> [ASSIGNED TASK]: Each line below must be reproduced exactly.
━━━━━ MATERIAL FOR THIS EXERCISE
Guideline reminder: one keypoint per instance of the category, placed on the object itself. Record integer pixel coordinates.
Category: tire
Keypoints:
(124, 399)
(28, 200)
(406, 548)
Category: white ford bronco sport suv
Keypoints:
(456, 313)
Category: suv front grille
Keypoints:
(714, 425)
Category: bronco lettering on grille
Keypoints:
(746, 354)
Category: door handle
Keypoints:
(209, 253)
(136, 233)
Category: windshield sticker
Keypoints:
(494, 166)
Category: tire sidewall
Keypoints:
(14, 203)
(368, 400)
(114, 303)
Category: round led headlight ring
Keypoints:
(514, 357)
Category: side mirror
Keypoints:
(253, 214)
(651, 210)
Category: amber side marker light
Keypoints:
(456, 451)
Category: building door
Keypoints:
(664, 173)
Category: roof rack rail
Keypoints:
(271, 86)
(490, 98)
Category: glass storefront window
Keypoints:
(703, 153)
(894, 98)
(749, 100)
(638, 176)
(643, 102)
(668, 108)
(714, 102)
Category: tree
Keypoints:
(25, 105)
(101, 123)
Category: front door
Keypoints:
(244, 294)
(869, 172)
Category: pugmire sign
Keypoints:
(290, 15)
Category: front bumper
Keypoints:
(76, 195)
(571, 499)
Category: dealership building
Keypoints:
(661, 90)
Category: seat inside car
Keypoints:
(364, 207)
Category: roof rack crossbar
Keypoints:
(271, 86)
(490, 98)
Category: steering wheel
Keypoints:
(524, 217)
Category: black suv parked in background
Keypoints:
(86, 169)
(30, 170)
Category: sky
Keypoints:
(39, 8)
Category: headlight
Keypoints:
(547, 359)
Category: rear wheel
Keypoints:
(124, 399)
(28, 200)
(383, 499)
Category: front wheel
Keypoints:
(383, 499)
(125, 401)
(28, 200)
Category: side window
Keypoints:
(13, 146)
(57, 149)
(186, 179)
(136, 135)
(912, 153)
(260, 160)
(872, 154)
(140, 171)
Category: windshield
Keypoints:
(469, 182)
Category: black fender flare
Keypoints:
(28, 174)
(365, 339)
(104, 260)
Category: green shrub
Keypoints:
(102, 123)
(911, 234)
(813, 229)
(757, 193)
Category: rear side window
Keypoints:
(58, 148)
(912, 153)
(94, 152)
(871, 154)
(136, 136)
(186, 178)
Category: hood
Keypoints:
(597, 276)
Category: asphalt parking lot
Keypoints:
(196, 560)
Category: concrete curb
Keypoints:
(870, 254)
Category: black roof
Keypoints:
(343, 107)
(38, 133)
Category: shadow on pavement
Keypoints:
━━━━━━━━━━
> [RESULT FOR THIS TASK]:
Guideline reminder: one keypoint per instance of the category, placed on the object itself. Record integer pixel coordinates.
Category: tire
Keypoints:
(124, 399)
(28, 200)
(406, 548)
Category: white ford bronco sport suv
Keypoints:
(456, 313)
Category: suv front grille
Keypoints:
(714, 425)
Category: bronco lettering on grille
Keypoints:
(746, 354)
Category: door handle
Keypoints:
(209, 253)
(136, 233)
Category: windshield sticker
Keypoints:
(494, 166)
Category: tire sidewall
Keypoints:
(14, 203)
(368, 400)
(114, 303)
Category: round led headlight ring
Keypoints:
(514, 357)
Category: side mirror
Keypoints:
(253, 214)
(651, 210)
Category: amber side marker light
Keypoints:
(456, 451)
Category: building door
Keypoints:
(664, 173)
Category: roof rack rail
Keypoints:
(271, 86)
(490, 98)
Category: glass storefront window
Keypoints:
(703, 153)
(894, 98)
(749, 100)
(638, 176)
(643, 102)
(668, 108)
(714, 102)
Category: tree
Keypoints:
(25, 105)
(101, 123)
Category: front door
Keypoints:
(244, 294)
(869, 172)
Category: pugmire sign
Keypoints:
(290, 15)
Category: front bumper
Keypoints:
(76, 195)
(571, 499)
Category: dealership building
Keypoints:
(661, 90)
Category: seat inside car
Keypoints:
(364, 207)
Category: roof rack crossbar
Keypoints:
(271, 86)
(490, 98)
Category: steering wheel
Keypoints:
(524, 217)
Category: black suv parked in background
Keypoints:
(86, 169)
(30, 170)
Category: sky
Keypoints:
(39, 8)
Category: headlight
Keypoints:
(547, 359)
Category: rear wheel
Keypoints:
(124, 399)
(28, 200)
(383, 499)
Category: front wheel
Keypoints:
(383, 499)
(125, 401)
(28, 200)
Category: side window
Keypoints:
(13, 146)
(57, 149)
(186, 179)
(136, 135)
(912, 153)
(260, 160)
(872, 154)
(140, 171)
Category: windshield
Keypoints:
(469, 182)
Category: black fender flare
Keypoints:
(28, 174)
(365, 339)
(104, 260)
Category: green shrub
Keypoints:
(102, 123)
(911, 234)
(813, 229)
(757, 193)
Category: rear side window
Keypoints:
(58, 148)
(912, 153)
(94, 152)
(871, 154)
(136, 136)
(186, 178)
Category: hood
Keypoints:
(597, 276)
Category: asphalt parking lot
Keypoints:
(196, 560)
Category: concrete curb
Keypoints:
(870, 254)
Category: black roof
Keypoints:
(343, 107)
(38, 133)
Category: shadow on pavement
Keypoints:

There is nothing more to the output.